_ЗАДАНИЯ_
[1] Процитируйте из фрагмента отрывок, начиная со слов «Недавно зашел разговор» и заканчивая словами «нужно идти работать.» включительно.
[2] Назовите всех писателей, упомянутых во фрагменте.

_ФРАГМЕНТ_
-.-.-
У меня все хорошо - хочу сказать - очень много хороших людей появилось вокруг меня. Писателей. С ними так интересно. Это очень Хорошие писатели, - недавно открыла Якушева. Его "Люди на корточках" - Это просто очень и Очень Хорошая книга.
Замечательный писатель , мой тезка Александр Левинтов - которого сейчас иллюстрирую, мои милые Валера Введенский и Николай Свечин, и вот, новый Человек.
Человек! Для меня - новый, но вы его наверное знаете - Алексей Слапковский и его убийственная "Хроника -13"
Как же он пишет!
Остается только удивляться - как я могла не знать о нем.
Книгу его случайно взяла с полки во "Времени" - и опрокинулась с головой.
Понимаю зачем живу.
Недавно зашел разговор о том, что события, что происходят сейчас, мы предчувствовали с самого начала. Я не помню, публиковала ли я тогда в жж этот рассказ - и искать не буду, нужно идти работать.
Поэтому просто публикую его снова. Не потому, что других нет - а потому, что это очень важный для меня рассказ.
Всем сил, здоровья и удачи.
Всем нам МИРНОГО НЕБА НАД ГОЛОВОЙ..
До завтра
…Однажды, прекрасным весенним утром, (22 апреля) два жирных черта, два проклятых небом и землей, ветром и водой, солнцем и луной бездельника.…
Два негодяя, поговорили друг с другом по телефону (или, может быть, по скайпу, или что у них там?) и решили, от нечего делать, объявить друг другу войну.
Что-то они там друг с дружкой не поделили.
Скажем, какой-нибудь котел.
-.-.-
_ДАННЫЕ_
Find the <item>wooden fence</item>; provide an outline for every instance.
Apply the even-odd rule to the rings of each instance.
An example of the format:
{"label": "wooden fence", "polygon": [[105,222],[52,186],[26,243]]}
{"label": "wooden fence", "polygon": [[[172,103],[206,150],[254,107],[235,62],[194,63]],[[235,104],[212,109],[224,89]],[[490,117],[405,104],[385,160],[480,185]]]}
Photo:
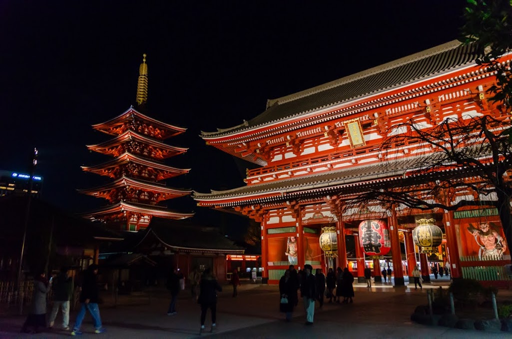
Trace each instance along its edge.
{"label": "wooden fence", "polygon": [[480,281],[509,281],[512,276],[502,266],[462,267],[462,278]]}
-.-.-
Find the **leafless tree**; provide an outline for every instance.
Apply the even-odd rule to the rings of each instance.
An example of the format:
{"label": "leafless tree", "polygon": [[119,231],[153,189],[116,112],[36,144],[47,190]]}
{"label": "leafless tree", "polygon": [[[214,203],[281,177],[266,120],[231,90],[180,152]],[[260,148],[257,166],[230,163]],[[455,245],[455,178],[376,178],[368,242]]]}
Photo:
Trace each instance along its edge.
-.-.-
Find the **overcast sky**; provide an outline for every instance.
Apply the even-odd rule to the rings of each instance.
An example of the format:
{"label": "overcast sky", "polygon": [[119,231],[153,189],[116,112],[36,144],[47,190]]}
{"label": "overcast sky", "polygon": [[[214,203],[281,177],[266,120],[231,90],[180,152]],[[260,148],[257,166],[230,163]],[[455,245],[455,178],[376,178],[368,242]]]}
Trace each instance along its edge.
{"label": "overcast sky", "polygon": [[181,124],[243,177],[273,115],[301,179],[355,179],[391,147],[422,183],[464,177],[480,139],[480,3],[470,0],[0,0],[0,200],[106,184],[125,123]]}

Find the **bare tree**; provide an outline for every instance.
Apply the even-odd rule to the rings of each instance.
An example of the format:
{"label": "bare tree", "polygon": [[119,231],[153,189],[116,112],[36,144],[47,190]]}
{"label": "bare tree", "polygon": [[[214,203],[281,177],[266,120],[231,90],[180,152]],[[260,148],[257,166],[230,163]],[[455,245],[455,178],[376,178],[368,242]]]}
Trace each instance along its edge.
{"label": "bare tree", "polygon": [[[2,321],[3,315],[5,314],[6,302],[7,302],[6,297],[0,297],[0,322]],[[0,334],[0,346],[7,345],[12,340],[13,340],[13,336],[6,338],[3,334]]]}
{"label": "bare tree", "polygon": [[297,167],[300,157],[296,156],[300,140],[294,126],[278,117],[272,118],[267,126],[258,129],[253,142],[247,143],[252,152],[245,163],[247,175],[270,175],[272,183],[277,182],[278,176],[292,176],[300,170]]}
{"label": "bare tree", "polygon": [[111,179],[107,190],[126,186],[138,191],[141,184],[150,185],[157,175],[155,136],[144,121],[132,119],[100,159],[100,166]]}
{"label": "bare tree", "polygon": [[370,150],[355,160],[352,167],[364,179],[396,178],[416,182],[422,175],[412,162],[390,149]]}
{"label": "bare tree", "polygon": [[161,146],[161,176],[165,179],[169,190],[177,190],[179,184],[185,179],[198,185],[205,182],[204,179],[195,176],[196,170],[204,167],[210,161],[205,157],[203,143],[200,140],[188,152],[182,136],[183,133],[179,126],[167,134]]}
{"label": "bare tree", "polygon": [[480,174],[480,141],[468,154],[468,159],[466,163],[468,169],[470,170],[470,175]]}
-.-.-
_ОТВЕТЫ_
[1]
Недавно зашел разговор о том, что события, что происходят сейчас, мы предчувствовали с самого начала. Я не помню, публиковала ли я тогда в жж этот рассказ - и искать не буду, нужно идти работать.

[2] Якушев, Александр Левинтов, Валера Введенский, Николай Свечин, Алексей Слапковский.